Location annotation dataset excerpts
◇ ◇ ◇ ◇

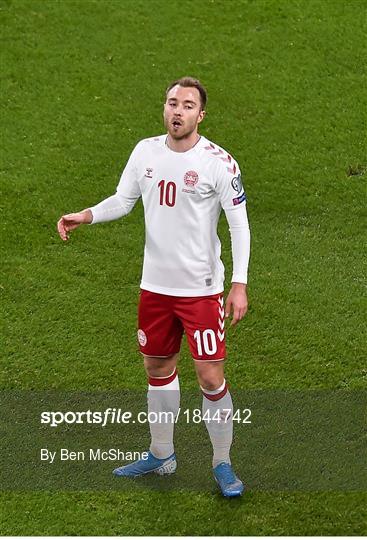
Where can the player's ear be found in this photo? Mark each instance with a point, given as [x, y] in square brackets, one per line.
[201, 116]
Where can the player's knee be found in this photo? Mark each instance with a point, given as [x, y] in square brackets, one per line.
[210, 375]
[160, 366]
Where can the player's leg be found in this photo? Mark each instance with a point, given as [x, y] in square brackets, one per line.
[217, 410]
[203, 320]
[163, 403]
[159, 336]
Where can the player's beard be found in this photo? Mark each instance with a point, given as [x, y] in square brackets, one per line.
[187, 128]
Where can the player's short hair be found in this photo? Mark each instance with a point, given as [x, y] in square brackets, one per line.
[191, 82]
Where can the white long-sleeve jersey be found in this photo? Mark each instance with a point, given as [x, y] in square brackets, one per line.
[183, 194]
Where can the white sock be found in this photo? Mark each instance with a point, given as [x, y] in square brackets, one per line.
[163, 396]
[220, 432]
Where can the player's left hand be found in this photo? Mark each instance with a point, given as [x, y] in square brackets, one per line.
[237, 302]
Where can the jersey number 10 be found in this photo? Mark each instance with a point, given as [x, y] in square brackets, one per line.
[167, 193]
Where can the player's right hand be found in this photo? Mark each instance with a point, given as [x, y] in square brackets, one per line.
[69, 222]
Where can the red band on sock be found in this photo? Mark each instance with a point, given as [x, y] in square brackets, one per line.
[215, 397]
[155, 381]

◇ ◇ ◇ ◇

* **DIRECTIONS FOR THIS TASK**: Retype all of the records above word for word, leaving out the pictures.

* **EXERCISE SOLUTION**:
Where can the player's ear be found in this photo? Mark each instance with a point, given as [x, y] in square brackets, one per line.
[201, 116]
Where can the player's knee be found in this photo? Mark each instance with a point, given as [x, y] in square brackets, one per line.
[210, 375]
[160, 366]
Where can the player's leg be found in this photo? Mark each instance with a point, given as [x, y] in square brackets, one per line.
[217, 410]
[203, 320]
[163, 403]
[159, 336]
Where can the player's beard be found in this photo? Mark each instance with a point, given as [x, y] in square brackets, one per line.
[187, 128]
Where can the player's short hair be found in this photo? Mark each instance with a point, given as [x, y] in square brackets, one per line.
[191, 82]
Where can the white long-sleeve jersey be found in this photo? Mark each instance with a point, given as [x, y] in square brackets, one per line.
[183, 194]
Where can the white sock be found in this photo? Mark each instance with a point, given as [x, y] in square brackets, one per line.
[163, 396]
[220, 432]
Where can the player's left hand be found in this photo? Mark each instance with a point, given as [x, y] in square brackets, one per line.
[237, 302]
Where can the jersey number 10 be found in this photo? Mark each instance with a point, given as [x, y] in square brackets, one per line.
[167, 193]
Where can the player's right hand be found in this photo? Mark each instance with a point, given as [x, y] in square brackets, one per line.
[69, 222]
Where can the red band on sock be found in this photo? Mark each instance with a point, given as [x, y] in square brackets, one per line.
[215, 397]
[155, 381]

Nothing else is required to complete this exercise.